Text shown:
·····

Otis the basset hound is lucky to have survived the week after getting lodged under the back step of his house overnight May 11.
Christine and Richard Jalbert, who live on Borden Drive, say their one-year-old short haired dog, who is about 55 pounds on three-inch legs went missing when they let him play in the backyard May 11.
“We let him outside because the weather was warmer and our yard is completely fenced,” Christine explained in an interview. She mentioned Otis isn’t a digger so wouldn’t have tunnelled his way out. When they checked on him after half an hour had passed, they noticed he was missing.
“We have a workshop outside and we are in a raised mobile home and we thought he could have gotten under there. We checked and checked again.”
The gate to the fence in the backyard was closed so it was difficult to see how the dog could have left the property unless he was scooped, she recounted.
The Jalberts called the FM radio stations and posted to the Facebook page Yellowknife Lost/Found Pets about him going missing.
In a short time about 100 neighbours and residents saw the online notice, raised the alarm and went looking for him, she said.
Family members erected posters and went door-to-door to try to track down the dog.
At about 6 p.m. on May 12 and after roughly 36 hours, the Jalberts “by fluke” looked in their backyard again and heard what Christine described as a “mewling sound” near their graded walkway.
“Inside our yard we have steps that are four-by-four and that are stacked where you walk and step and walk and step and they are tiered up the side of the house,” she said.
“Somehow he got himself down under the end one and he was in a three-foot snowbank on top of it. We had to move the snow and ice to even break the wood apart to get him out.”
Part of the problem is that the dog rarely ever barks, so he didn’t give an audible noise.
Otis was frozen to the ground with swollen feet and legs and burns on his stomach from his contact on the ice and had his ears frozen down.
The Jalberts took Otis to Dr. Michael Hughes with the Yellowknife Veterinary Clinic who took him in immediately.
The vet thought Otis was panicked and couldn’t bark to indicate where he was located.
He was ultimately diagnosed with pneumonia.
“Basset hounds don’t really have any coat and it is a very short haired dog with skin almost like velvet,” she said.
“He is doing well now and was on some anti-inflammatories to try to protect his heart and lungs and to reduce the swelling. We took him back to the vet (Thursday) morning and he was put on antibiotics for his lungs and he was put on a course of antibiotics to take care of his burns.”
Christine said she spent every half hour of Otis’ first night at home waking him and walking him and massaging him to get his fluids back up.
“The vet said had he been under the steps much longer he wouldn’t have survived it,” she said. “A lot of things came into play at the right moment.
“We never felt such a sense of community since we’ve been in Yellowknife and we can’t thank people enough.”

·····

Recorded data:
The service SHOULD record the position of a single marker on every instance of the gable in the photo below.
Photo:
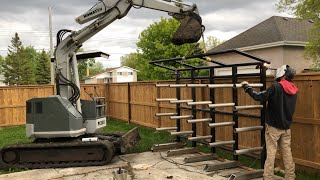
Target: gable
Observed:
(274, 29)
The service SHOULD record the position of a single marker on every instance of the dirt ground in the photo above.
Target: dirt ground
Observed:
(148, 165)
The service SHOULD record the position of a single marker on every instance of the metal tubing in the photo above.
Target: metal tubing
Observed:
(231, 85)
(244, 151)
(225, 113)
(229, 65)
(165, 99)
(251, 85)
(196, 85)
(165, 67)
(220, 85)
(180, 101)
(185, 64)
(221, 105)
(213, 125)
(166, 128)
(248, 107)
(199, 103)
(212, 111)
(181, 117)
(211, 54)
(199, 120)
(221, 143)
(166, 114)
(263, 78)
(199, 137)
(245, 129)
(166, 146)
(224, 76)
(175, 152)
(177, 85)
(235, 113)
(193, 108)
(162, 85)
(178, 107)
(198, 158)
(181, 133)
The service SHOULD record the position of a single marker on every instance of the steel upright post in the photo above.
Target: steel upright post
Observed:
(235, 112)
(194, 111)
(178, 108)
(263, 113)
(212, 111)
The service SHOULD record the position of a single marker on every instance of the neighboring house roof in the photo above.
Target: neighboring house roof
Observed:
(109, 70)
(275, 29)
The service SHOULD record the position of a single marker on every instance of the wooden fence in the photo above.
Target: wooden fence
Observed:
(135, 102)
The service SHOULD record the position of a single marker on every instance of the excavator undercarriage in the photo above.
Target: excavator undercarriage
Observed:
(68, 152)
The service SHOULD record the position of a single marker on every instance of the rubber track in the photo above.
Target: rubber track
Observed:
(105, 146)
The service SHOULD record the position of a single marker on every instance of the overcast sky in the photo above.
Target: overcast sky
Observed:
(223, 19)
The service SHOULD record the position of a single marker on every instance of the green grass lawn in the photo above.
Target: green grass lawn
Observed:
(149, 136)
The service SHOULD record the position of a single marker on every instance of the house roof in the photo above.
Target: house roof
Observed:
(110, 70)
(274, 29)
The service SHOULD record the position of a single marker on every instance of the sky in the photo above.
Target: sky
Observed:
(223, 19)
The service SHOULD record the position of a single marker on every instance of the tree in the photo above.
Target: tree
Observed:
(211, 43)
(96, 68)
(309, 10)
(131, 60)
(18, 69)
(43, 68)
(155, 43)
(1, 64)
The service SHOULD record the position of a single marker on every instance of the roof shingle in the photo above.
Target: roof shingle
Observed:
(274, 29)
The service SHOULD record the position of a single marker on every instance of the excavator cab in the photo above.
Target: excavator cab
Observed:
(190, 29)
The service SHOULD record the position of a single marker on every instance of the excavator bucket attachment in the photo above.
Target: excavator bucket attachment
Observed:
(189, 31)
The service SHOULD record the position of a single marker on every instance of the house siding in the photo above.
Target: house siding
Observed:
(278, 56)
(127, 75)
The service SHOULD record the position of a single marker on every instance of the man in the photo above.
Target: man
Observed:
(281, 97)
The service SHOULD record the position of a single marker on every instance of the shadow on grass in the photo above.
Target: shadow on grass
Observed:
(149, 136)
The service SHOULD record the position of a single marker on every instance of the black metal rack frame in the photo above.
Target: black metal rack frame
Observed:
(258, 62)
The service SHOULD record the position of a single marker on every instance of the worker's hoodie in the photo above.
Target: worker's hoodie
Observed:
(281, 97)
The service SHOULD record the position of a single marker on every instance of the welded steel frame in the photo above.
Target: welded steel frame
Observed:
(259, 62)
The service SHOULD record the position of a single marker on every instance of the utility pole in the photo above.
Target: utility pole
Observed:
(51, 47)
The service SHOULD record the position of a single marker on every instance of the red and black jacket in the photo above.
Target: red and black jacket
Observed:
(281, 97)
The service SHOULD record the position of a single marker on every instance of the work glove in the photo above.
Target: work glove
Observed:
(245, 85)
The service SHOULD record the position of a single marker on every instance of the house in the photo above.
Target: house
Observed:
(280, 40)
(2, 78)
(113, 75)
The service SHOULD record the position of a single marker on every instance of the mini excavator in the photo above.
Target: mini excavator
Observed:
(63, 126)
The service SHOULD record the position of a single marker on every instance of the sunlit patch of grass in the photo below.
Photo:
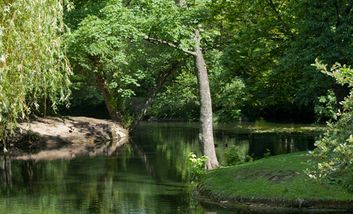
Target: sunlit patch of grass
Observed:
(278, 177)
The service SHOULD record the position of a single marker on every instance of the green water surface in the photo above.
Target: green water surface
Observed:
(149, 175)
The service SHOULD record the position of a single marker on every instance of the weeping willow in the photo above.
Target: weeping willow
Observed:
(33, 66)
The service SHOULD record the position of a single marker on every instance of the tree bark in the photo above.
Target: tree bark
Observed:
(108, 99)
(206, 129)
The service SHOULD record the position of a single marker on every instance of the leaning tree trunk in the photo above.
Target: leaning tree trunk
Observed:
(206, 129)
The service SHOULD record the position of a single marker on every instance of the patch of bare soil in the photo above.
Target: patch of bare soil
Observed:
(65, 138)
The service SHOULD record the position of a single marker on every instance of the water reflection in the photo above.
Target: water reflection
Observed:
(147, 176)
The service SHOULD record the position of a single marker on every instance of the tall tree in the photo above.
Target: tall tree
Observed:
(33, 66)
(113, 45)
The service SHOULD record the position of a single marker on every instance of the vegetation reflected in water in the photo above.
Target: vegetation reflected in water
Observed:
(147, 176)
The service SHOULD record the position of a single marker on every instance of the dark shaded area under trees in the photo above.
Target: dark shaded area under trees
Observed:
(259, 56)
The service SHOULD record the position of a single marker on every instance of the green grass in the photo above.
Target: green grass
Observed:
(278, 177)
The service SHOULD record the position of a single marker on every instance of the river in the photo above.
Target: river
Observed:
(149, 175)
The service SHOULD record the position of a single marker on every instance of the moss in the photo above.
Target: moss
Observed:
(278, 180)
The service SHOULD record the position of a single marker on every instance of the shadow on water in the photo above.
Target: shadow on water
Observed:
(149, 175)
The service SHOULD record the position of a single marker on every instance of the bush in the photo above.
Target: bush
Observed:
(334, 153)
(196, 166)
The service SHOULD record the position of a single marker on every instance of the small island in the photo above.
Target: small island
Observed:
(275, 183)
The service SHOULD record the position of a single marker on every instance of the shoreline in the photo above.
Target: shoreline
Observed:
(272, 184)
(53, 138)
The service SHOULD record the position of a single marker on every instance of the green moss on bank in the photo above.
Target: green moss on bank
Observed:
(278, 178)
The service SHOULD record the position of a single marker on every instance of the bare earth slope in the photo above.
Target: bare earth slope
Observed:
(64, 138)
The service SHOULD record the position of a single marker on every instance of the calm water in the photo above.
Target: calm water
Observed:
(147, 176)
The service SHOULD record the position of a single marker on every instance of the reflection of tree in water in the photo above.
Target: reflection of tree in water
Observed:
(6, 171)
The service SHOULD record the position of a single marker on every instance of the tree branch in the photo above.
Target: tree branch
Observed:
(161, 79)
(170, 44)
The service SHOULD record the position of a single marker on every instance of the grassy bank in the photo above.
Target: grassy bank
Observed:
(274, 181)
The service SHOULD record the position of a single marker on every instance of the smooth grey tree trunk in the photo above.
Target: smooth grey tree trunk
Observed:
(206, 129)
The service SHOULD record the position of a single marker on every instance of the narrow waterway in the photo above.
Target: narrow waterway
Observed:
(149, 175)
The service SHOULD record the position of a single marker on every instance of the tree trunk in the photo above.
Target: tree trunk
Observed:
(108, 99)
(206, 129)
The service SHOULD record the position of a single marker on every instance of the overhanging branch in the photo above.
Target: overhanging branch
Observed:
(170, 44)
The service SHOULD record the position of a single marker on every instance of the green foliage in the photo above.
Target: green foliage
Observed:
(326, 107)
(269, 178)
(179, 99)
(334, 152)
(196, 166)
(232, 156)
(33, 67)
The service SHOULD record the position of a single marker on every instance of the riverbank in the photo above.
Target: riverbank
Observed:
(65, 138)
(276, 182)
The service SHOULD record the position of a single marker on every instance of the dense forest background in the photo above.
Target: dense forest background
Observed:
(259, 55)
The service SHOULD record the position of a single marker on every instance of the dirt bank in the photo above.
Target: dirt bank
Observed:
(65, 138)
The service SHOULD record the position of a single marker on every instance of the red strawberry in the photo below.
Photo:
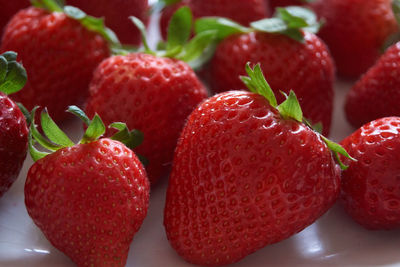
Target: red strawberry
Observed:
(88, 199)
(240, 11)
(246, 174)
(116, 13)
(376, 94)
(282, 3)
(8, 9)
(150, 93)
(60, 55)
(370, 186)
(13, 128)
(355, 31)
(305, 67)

·····

Work item: From the article about Otis the basset hound, list each step the Jalberts or their family members took to spread word of his disappearance or track him down, apart from checking their own property.

Answer for this exercise:
- Called the FM radio stations
- Posted to the Facebook page Yellowknife Lost/Found Pets
- Put up posters
- Went door-to-door